Formatiere alles im folgenden Material von der Zeile mit „Highlight the rear windshield“ bis hinunter zur Zeile mit „[46,163,734,542]“, beide eingeschlossen, als JSON-Liste von Zeichenketten mit einem Eintrag pro Zeile. Lass dabei Leerzeilen weg.

Bereitgestelltes Material
^^^^^^^^^^^^^^^^

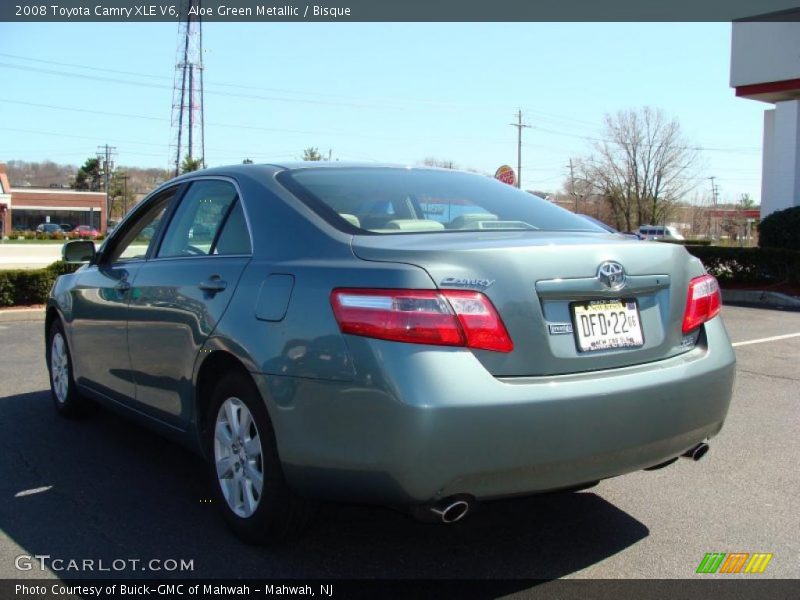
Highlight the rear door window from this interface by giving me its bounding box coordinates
[158,180,250,258]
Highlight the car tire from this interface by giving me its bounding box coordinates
[206,372,311,545]
[46,319,91,417]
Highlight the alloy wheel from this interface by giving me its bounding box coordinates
[50,332,69,404]
[214,397,264,518]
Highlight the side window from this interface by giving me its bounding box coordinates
[158,179,244,258]
[214,200,252,254]
[108,187,178,263]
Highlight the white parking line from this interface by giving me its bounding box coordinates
[731,333,800,348]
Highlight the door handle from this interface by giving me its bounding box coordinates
[197,275,228,294]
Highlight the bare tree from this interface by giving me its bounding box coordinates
[303,146,325,161]
[564,159,598,213]
[578,107,700,231]
[422,156,458,169]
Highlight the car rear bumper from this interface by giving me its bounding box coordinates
[256,318,735,504]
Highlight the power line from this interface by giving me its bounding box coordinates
[509,109,531,189]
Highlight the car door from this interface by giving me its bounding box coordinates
[128,178,251,427]
[70,187,178,404]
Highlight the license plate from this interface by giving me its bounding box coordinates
[572,300,644,352]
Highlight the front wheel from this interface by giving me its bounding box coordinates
[47,320,89,417]
[206,372,309,544]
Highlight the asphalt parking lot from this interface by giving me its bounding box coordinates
[0,307,800,579]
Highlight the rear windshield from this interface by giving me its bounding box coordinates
[277,167,603,234]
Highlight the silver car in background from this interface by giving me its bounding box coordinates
[46,163,734,542]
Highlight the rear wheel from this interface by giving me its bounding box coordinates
[47,320,90,417]
[206,372,309,544]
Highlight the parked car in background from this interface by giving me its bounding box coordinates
[36,223,64,233]
[639,225,685,241]
[578,213,644,240]
[73,225,100,240]
[44,162,735,542]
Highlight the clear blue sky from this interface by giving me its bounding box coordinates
[0,23,768,201]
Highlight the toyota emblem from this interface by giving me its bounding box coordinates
[597,260,625,290]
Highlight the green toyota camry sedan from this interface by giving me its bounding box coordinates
[45,163,735,542]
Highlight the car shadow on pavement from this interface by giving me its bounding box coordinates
[0,391,649,580]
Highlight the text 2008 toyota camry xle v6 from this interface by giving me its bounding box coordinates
[46,163,734,541]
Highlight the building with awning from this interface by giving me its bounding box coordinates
[0,164,106,236]
[730,9,800,218]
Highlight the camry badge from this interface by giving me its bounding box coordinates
[597,260,625,290]
[439,277,494,290]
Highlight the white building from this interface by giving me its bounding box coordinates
[731,14,800,219]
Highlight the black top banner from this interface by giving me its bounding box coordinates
[0,0,800,22]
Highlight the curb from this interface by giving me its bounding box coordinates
[0,308,45,323]
[722,290,800,311]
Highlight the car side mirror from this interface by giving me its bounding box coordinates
[61,240,97,264]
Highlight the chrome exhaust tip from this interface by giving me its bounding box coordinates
[681,442,709,462]
[431,500,470,523]
[409,494,477,525]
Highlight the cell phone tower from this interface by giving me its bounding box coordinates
[170,0,206,176]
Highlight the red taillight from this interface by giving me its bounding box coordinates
[331,289,514,352]
[683,275,722,333]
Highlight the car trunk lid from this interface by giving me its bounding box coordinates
[352,231,701,377]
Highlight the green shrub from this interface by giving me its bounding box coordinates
[686,246,800,287]
[0,261,80,306]
[758,206,800,250]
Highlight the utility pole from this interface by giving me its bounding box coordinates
[117,175,130,217]
[97,144,117,228]
[569,157,578,215]
[510,109,531,189]
[709,175,719,237]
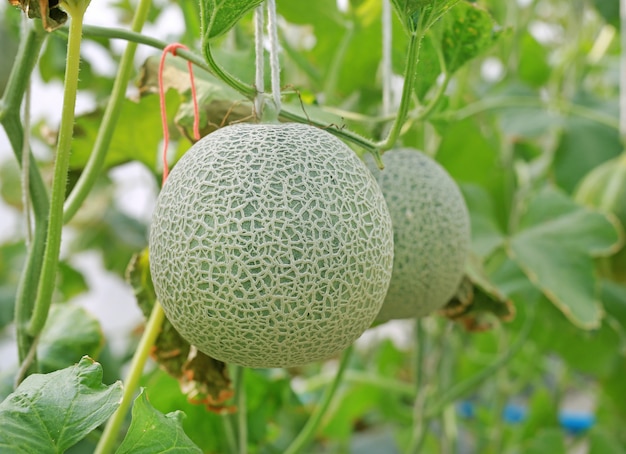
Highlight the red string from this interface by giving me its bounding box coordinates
[159,43,200,184]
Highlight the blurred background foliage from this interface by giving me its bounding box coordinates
[0,0,626,454]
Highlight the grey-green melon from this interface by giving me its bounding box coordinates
[149,124,393,367]
[368,148,470,321]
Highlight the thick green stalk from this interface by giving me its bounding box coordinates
[407,318,430,453]
[0,25,49,371]
[28,1,89,336]
[63,0,152,223]
[235,366,248,454]
[377,27,424,150]
[203,44,257,100]
[285,346,353,454]
[95,301,165,454]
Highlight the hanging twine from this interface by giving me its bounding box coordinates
[267,0,282,112]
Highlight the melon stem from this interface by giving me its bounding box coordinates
[95,301,165,454]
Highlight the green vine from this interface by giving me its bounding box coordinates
[376,18,425,151]
[28,0,89,336]
[63,0,152,223]
[285,346,353,454]
[95,301,165,454]
[0,24,49,372]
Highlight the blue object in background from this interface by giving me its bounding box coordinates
[502,404,526,424]
[559,410,596,435]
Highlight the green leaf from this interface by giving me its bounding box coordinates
[517,32,552,87]
[142,368,229,453]
[554,96,623,192]
[70,91,181,173]
[200,0,263,40]
[441,1,501,74]
[139,56,252,148]
[0,356,122,453]
[116,389,202,454]
[37,304,104,373]
[461,184,504,258]
[415,35,441,99]
[508,188,620,329]
[592,0,619,27]
[436,118,513,226]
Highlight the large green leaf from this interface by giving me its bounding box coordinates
[37,304,104,373]
[200,0,263,40]
[116,389,202,454]
[0,357,122,453]
[508,188,621,328]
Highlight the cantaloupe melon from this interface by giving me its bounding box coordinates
[149,124,393,367]
[368,148,470,321]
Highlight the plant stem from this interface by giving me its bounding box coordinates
[377,24,424,150]
[203,44,256,100]
[298,370,415,399]
[78,25,211,72]
[284,346,353,454]
[63,0,152,223]
[235,366,248,454]
[222,414,237,454]
[77,25,382,160]
[407,318,428,453]
[95,301,165,454]
[0,25,49,370]
[28,1,89,336]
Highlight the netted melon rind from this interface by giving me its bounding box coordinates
[368,148,470,321]
[150,124,393,367]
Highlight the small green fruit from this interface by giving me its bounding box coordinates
[370,148,470,321]
[149,124,393,367]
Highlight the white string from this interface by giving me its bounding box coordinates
[267,0,281,112]
[254,6,265,118]
[21,14,32,248]
[381,0,391,115]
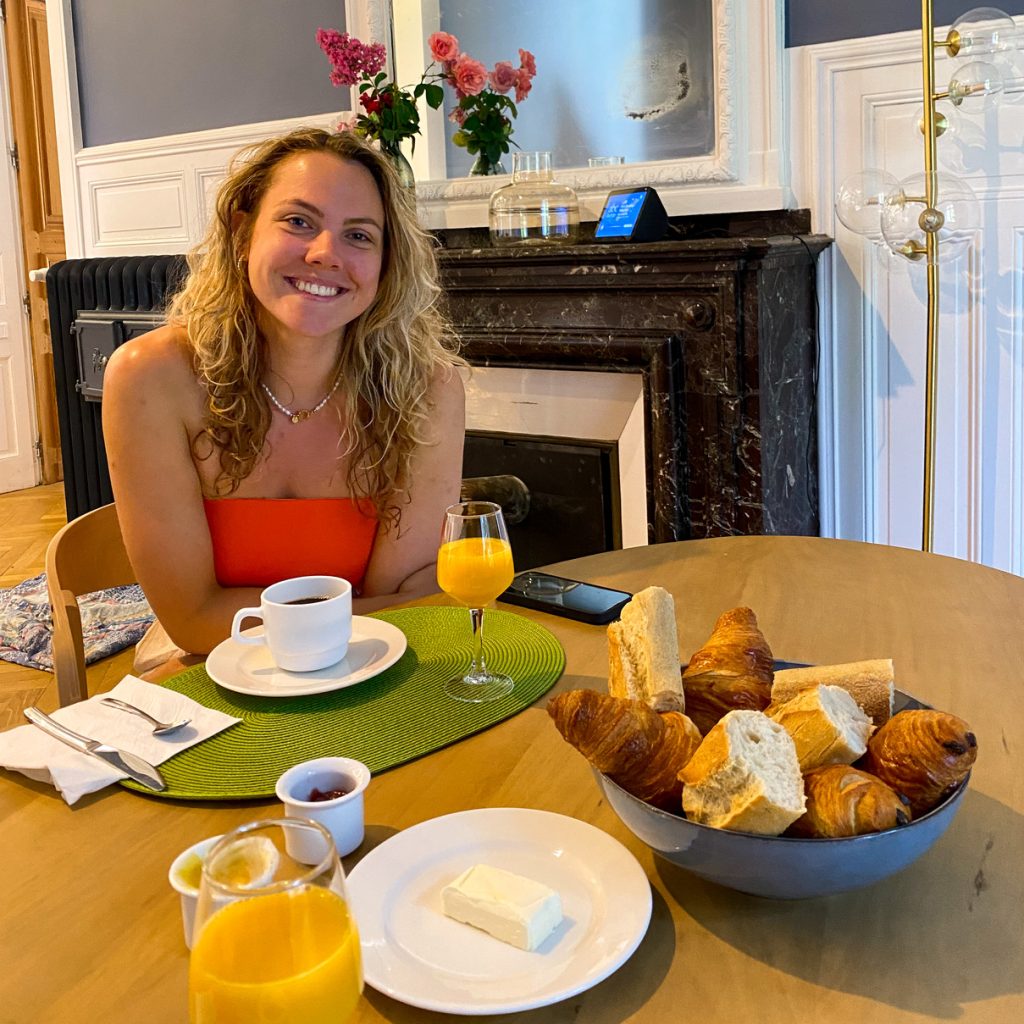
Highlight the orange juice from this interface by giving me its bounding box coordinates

^^^^^^^^^^^^^^^^

Ausgabe
[
  "Highlight the rear windshield from this interface by giving me its bounding box coordinates",
  "[277,167,603,234]",
  "Highlight the silver car in background from this interface by giving me its bounding box coordinates",
  "[46,163,734,542]"
]